--- Compito da svolgere ---
Stampa di nuovo tutte le righe qui sotto, identiche, senza cambiare nulla.

··· Materiale fornito ···

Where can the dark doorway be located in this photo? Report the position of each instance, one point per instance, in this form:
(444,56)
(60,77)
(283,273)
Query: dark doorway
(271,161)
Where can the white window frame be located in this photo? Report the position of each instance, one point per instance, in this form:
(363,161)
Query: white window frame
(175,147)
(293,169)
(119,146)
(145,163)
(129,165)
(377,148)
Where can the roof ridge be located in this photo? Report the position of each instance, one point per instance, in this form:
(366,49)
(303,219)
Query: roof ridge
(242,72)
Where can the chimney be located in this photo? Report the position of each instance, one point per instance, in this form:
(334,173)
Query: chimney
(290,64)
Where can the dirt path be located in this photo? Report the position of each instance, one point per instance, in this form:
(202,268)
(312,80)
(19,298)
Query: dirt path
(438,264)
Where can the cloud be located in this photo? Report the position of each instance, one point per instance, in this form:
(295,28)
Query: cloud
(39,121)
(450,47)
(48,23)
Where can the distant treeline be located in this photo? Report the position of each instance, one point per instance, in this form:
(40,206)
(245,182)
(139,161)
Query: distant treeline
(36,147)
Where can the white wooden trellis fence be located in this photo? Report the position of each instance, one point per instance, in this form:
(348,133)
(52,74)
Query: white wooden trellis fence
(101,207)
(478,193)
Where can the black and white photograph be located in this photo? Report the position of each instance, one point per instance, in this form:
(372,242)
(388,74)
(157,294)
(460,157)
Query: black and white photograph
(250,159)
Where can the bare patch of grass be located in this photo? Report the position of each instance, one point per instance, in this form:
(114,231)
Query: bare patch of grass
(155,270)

···

--- Risposta al compito ---
Where can the dark doorway be located in this photo? Report the position of each instance, one point per instance, in this form:
(444,56)
(60,77)
(283,273)
Query: dark doorway
(271,161)
Where can the white window frame be located in this photo? Report the position of each instance, one point per instance, in this form:
(363,161)
Query: white window frame
(175,147)
(293,169)
(119,146)
(145,163)
(129,165)
(377,148)
Where can the roof ridge be located in this photo? Report the position of each instance, one point per instance, in this form:
(366,49)
(303,219)
Query: roof ridge
(242,72)
Where can the chimney be located in this photo? Report the position of each instance, one point per instance, in this form:
(334,173)
Query: chimney
(290,64)
Where can the dirt path be located in this photo? Report the position of each instance, one point per instance, in this form:
(202,268)
(312,80)
(19,298)
Query: dirt path
(438,264)
Where can the cloud be located in this photo? Report the position of each instance, one point per instance, in this form:
(295,28)
Query: cloud
(39,121)
(450,47)
(48,23)
Where can the distant treeline be located in this photo? Report the position of each instance, one point per instance, in this form:
(40,206)
(245,182)
(139,161)
Query: distant treeline
(36,147)
Where can the white wooden trellis fence be located in this photo? Report the position of each instance, one point per instance, in this form:
(348,133)
(52,74)
Query: white wooden trellis fence
(101,207)
(478,193)
Where can the black and white photograph be located in this photo? Report the position of each instance, one point per instance, in this form:
(372,242)
(388,74)
(157,294)
(460,157)
Query: black and white photograph
(250,159)
Where can the bare patch of grass be located in this photo? Report the position of each instance, one point per instance, in this form:
(114,231)
Query: bare patch of grass
(155,270)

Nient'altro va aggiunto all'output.